▶ _SOURCE_:
--------------------------------------------------
There's no sign of Newts either. Today there's just a pond snail, grazing on algae on the pebbles.
I'm sorry to see a Wood Mouse (also known a Long-tailed Fieldmouse) huddled up, eyes closed, out in the open on the patio. An hour or two later it is dead. I saw another, dead, in the greenhouse the other day. A neighbour is controlling Brown Rats using poison bait. Although the bait is left in potential rat-runs, well out of reach of birds and pets, there is unfortunately no way of preventing the wood mice from reaching it.
Robert Burns (1759-1796) wrote his poem To a Mouse after 'turning her up in her nest with the plough, November 1785'. His words seem just as pertinent today;
'I'm truly sorry man's dominion
Has broken nature's social union,
An' justifies that ill opinion
Which makes thee startle
At me, thy poor earth-born companion,
An' fellow mortal!'
'. . . The best laid schemes o' mice an' men
Gang aft a-gley,
An' lea'e us nought but grief an' pain,
For promised joy.'
Towpath
Chickweed and Shepherd's Purse have been green, and with some hint of flowers, all through the winter on the canal bank, in a place where storm surges occasionally force raw sewage up out of the manhole covers. The rich disturbed soil suits these weeds of cultivation.
--------------------------------------------------
▶ _SUPPLIED RECORDS_:
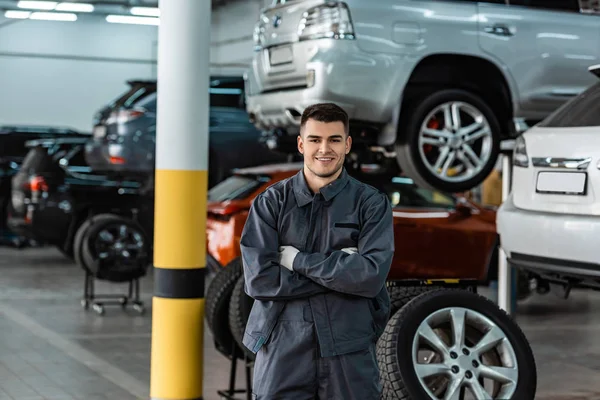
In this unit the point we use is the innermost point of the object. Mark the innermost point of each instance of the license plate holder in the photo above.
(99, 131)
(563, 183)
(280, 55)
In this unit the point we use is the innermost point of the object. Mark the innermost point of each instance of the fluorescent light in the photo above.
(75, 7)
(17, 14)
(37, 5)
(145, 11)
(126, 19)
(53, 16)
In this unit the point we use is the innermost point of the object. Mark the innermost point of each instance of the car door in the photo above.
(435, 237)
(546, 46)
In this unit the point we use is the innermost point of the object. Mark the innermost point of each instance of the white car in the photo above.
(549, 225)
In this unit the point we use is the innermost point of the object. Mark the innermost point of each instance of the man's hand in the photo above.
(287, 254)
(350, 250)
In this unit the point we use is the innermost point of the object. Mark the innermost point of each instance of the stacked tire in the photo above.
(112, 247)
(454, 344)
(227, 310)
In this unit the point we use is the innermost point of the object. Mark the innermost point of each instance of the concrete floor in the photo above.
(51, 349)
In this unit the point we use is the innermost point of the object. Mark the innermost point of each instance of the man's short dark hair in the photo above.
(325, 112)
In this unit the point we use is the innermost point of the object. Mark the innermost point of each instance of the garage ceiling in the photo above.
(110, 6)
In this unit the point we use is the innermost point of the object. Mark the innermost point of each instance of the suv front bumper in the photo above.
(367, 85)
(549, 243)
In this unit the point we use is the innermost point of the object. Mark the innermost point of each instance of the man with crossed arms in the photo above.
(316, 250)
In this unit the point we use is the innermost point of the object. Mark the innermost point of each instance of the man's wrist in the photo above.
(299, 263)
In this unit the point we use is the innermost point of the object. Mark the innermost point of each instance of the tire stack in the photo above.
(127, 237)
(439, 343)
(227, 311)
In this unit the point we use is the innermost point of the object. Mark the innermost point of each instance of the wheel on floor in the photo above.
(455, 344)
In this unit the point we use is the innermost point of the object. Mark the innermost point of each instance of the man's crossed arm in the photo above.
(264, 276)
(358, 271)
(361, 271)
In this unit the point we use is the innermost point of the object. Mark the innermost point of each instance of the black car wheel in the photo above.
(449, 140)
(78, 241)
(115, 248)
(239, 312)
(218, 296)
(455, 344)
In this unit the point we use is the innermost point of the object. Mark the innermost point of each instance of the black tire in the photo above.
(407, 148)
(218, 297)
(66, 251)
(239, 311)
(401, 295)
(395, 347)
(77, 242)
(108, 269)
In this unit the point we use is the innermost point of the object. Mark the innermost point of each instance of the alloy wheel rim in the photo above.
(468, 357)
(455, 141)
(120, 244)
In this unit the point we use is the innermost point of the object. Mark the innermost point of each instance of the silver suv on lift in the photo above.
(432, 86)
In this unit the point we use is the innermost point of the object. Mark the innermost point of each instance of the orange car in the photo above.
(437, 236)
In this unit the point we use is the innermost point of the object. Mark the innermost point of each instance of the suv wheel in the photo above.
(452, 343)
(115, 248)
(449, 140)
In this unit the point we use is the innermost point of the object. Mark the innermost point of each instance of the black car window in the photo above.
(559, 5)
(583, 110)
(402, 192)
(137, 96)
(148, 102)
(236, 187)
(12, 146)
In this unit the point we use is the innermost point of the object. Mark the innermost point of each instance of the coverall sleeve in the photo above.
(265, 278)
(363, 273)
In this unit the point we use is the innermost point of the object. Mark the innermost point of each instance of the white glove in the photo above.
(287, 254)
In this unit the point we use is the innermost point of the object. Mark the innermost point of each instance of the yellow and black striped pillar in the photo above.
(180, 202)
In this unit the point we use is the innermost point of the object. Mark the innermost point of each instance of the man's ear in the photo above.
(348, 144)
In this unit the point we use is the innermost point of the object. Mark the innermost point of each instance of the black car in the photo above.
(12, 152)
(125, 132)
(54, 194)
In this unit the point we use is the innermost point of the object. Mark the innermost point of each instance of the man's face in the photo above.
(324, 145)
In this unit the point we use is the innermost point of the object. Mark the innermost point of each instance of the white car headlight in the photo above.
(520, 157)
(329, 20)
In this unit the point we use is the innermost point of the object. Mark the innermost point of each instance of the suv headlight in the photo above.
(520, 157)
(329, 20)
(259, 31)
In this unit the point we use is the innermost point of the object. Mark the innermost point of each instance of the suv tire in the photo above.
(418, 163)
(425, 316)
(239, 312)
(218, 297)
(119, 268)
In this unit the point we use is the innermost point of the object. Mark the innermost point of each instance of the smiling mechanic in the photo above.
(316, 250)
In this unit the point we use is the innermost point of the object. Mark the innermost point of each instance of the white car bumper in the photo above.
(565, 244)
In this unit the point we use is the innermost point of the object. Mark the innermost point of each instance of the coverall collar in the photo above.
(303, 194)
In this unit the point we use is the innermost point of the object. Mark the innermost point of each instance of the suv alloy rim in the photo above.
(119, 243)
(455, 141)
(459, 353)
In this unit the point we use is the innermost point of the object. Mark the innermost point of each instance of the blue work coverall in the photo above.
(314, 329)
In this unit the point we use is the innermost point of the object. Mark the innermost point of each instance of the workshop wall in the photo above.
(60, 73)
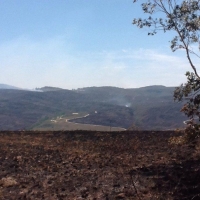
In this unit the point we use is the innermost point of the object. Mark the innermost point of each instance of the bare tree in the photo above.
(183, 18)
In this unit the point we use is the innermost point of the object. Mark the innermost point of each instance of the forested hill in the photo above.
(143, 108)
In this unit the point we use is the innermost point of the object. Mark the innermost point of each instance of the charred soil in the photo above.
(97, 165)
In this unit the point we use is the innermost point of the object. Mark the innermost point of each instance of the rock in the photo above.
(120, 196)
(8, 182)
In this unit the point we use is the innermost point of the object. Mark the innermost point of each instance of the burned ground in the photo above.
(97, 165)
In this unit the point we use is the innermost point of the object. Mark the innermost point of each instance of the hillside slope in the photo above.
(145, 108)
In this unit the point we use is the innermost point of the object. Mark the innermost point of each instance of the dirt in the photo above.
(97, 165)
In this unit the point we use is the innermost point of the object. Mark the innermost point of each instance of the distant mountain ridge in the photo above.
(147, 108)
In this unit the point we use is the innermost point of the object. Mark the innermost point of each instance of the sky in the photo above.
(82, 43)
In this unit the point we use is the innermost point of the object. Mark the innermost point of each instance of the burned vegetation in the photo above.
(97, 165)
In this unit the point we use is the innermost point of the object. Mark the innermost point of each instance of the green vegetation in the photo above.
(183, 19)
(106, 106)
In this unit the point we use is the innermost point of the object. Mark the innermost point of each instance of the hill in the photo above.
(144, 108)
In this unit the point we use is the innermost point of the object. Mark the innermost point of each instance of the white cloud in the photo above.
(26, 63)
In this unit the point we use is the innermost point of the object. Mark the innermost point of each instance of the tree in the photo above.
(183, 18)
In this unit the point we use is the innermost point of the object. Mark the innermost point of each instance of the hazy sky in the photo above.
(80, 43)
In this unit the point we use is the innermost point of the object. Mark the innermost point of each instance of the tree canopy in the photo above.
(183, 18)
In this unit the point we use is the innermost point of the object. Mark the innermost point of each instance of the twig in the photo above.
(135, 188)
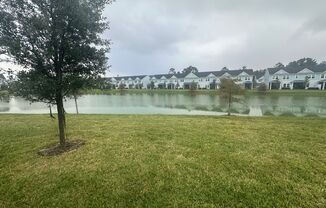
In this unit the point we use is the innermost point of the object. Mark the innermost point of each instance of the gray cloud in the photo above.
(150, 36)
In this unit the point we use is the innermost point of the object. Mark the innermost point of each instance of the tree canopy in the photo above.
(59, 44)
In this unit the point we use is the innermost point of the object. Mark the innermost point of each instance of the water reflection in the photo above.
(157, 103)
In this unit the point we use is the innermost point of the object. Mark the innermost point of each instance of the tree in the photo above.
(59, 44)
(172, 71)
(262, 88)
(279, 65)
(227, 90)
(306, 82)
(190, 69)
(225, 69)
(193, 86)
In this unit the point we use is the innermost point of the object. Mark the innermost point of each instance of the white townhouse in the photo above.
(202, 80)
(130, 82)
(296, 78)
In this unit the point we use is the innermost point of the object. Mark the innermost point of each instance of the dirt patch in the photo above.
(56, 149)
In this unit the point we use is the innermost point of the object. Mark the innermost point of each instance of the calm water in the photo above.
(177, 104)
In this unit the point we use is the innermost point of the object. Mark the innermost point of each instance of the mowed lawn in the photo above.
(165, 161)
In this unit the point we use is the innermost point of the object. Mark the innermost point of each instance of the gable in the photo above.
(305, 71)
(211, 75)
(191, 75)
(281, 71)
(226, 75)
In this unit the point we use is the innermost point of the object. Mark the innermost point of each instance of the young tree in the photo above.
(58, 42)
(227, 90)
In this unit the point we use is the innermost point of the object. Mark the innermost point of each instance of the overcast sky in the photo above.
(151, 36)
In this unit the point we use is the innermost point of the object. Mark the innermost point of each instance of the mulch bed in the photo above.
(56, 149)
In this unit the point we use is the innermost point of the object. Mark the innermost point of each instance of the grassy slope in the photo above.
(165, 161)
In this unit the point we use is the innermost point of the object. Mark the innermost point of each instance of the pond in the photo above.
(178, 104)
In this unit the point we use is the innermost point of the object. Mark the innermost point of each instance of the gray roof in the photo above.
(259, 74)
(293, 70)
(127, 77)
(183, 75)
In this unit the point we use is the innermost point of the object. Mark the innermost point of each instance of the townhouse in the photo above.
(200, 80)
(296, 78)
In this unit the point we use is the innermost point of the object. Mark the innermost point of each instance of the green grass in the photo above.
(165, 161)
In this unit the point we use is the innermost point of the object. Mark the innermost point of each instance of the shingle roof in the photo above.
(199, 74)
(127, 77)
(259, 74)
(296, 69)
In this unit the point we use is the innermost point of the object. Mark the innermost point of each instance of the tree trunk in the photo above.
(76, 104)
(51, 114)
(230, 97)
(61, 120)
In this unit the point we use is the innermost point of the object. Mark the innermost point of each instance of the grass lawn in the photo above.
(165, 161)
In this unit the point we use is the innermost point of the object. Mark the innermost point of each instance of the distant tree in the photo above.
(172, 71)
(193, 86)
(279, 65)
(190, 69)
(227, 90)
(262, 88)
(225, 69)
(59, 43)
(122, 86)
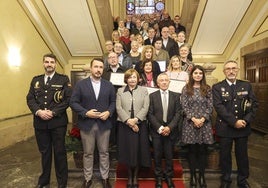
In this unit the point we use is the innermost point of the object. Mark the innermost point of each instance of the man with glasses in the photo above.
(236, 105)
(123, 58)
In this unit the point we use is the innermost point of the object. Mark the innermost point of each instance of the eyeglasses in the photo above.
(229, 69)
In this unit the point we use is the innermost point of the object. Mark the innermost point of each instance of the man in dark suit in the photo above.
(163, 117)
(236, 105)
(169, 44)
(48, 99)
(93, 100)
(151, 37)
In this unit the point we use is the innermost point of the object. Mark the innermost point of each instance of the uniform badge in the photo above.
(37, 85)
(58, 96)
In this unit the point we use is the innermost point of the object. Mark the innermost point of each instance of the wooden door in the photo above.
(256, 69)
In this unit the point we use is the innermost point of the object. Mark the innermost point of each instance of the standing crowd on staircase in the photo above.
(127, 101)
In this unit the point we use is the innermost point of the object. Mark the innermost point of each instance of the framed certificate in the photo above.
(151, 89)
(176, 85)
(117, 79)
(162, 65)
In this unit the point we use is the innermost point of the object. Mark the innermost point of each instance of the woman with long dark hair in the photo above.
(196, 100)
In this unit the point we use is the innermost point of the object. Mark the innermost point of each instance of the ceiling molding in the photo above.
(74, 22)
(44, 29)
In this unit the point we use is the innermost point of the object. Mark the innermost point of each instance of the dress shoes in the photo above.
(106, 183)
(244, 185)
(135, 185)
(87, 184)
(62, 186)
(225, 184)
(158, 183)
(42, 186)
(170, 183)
--------------------------------------------------
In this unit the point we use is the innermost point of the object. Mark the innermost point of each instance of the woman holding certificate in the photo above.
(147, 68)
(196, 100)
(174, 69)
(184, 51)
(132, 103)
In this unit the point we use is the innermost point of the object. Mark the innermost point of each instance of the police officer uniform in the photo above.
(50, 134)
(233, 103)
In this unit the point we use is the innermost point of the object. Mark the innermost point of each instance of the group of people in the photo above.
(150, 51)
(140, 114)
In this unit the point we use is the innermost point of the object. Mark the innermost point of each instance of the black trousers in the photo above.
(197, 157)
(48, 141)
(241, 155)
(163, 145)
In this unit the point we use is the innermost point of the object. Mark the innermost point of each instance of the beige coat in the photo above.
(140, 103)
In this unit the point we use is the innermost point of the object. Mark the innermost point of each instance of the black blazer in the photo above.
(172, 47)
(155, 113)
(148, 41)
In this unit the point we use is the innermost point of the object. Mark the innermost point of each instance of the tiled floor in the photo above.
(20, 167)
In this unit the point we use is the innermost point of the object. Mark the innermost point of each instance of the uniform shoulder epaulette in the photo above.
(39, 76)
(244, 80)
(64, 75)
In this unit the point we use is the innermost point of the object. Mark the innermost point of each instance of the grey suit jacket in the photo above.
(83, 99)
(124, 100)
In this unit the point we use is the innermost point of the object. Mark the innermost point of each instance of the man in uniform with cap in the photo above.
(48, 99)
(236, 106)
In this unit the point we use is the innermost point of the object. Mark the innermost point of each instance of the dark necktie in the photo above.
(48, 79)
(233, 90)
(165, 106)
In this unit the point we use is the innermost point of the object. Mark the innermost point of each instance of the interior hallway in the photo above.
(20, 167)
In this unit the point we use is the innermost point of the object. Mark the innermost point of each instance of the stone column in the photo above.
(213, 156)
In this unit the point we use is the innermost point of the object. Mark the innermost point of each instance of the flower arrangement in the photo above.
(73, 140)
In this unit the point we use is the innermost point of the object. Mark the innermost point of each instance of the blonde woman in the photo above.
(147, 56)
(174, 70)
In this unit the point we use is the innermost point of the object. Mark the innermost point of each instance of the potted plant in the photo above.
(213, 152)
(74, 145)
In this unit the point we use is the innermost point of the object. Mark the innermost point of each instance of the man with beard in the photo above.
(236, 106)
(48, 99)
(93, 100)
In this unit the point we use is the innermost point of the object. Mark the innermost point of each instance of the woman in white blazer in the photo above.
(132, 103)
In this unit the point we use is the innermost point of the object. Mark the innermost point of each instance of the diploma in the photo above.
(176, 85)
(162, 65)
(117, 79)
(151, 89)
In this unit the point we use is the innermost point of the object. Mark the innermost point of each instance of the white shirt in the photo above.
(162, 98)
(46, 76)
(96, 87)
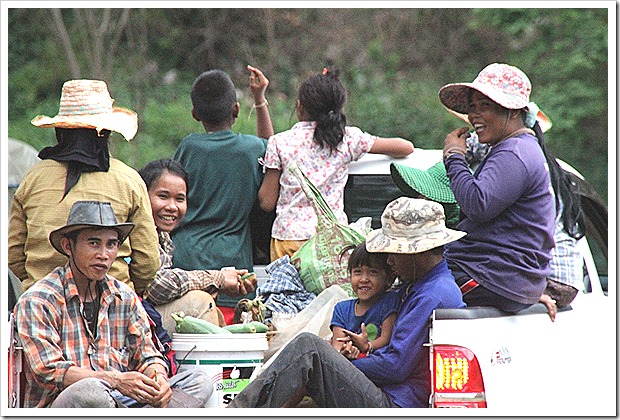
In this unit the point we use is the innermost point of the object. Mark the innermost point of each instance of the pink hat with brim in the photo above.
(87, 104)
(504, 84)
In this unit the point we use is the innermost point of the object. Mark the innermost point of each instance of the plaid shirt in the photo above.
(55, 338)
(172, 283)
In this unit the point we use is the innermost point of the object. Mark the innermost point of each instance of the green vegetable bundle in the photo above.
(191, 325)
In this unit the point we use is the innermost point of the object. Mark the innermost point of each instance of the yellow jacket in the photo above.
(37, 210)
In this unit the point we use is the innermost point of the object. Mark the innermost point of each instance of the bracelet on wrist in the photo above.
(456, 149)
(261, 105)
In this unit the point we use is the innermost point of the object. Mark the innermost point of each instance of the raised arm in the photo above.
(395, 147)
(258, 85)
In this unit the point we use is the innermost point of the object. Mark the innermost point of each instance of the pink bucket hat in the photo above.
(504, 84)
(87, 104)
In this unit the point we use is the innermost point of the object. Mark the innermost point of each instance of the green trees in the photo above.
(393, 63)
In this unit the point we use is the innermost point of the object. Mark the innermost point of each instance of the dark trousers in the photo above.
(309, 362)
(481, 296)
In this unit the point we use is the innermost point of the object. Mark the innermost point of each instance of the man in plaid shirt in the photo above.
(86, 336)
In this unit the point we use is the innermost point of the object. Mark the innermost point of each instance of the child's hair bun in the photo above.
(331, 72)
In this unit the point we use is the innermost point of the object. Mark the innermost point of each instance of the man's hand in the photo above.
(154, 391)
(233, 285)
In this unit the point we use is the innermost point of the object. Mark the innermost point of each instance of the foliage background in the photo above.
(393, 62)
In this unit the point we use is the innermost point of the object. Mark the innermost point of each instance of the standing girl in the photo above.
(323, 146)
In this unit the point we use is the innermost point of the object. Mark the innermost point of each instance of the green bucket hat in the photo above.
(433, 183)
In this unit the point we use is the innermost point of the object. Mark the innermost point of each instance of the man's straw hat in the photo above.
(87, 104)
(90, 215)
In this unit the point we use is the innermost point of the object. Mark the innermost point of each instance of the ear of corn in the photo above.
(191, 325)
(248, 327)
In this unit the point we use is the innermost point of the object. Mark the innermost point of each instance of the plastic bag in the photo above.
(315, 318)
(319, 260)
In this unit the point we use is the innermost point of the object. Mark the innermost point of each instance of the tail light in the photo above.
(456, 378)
--------------------------------------------------
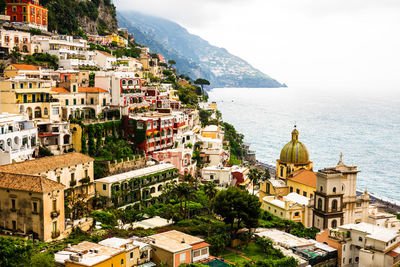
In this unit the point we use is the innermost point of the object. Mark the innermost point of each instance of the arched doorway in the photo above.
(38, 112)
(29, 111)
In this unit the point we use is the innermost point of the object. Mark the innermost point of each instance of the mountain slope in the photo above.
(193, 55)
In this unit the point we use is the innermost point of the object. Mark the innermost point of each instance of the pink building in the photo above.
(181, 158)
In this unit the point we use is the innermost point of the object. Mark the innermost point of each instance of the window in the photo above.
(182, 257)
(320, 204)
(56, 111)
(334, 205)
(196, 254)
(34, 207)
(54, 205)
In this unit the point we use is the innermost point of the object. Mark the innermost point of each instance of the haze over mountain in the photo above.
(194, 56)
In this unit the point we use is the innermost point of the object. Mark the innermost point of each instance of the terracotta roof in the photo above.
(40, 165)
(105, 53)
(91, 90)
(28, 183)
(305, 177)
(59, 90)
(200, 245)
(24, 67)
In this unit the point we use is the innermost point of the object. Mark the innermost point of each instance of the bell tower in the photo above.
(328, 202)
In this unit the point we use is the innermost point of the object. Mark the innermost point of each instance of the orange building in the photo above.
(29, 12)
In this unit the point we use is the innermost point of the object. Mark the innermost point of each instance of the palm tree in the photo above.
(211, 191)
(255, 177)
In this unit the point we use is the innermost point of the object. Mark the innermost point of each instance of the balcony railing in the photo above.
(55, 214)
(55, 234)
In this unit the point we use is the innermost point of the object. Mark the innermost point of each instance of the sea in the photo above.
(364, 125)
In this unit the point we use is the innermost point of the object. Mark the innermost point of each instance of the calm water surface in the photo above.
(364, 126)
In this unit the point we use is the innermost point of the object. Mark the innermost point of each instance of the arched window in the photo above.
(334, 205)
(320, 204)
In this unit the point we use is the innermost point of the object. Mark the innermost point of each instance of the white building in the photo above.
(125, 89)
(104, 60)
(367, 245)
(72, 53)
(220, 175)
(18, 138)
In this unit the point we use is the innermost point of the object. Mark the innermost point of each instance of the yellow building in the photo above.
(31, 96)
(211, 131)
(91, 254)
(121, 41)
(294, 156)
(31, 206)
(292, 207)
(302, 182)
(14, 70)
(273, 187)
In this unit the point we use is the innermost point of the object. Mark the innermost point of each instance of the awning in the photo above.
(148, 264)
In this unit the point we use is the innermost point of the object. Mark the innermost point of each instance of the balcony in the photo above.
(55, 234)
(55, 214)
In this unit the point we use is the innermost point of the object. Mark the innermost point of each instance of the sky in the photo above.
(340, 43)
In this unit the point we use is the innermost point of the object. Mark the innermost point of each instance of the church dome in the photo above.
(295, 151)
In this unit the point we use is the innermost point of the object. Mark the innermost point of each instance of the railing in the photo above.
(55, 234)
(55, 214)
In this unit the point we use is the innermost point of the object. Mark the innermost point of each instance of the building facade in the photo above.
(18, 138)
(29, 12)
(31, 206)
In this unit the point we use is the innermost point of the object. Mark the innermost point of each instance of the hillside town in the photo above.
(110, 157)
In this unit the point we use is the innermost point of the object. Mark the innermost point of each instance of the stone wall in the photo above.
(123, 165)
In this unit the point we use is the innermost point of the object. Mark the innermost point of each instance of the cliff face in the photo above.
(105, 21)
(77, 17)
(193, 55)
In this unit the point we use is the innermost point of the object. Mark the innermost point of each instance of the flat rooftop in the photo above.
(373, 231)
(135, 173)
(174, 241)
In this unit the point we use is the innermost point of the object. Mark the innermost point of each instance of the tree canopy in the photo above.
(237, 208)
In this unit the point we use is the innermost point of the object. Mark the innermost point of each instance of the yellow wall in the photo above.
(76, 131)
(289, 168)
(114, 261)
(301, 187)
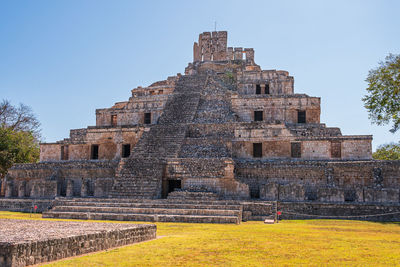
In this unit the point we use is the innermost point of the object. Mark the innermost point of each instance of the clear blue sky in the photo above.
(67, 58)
--------------------------------------------------
▶ _WORK TO DO_:
[1] Put this sentence from the nature diary into Spanish: "The rich disturbed soil suits these weeds of cultivation."
[2] Answer these questions from the nature diary:
(a) Where was another dead wood mouse seen the other day?
(b) In what month and year did Robert Burns turn up the mouse in her nest with the plough?
(c) Which two plants have stayed green on the canal bank all through the winter?
[3] Go on with the nature diary from the point where it stops, keeping its voice.
The rows aren't needed for any of this work.

▶ _RESPONSES_:
[1] El suelo rico y removido conviene a estas malas hierbas de cultivo.

[2]
(a) In the greenhouse.
(b) November 1785.
(c) Chickweed and Shepherd's Purse.

[3]
Shepherd's Purse gets its name from the heart-shaped seed-pods, each of which hold tiny coin-like seeds.
It's now light until well after five. I look forward to being able to get out on an evening again. Today, apart from a Song Thrush singing, there's little sign of wildlife during my few minutes' walk along the towpath, but I appreciate a brief glance of the water surface stirred into ripples by a breeze as the light fades.
Kessie is running around the meadow in her second-best horse blanket. The garment has been ripped by thorns or barbed wire and the down lining is hanging out, like an anorak turned to rags.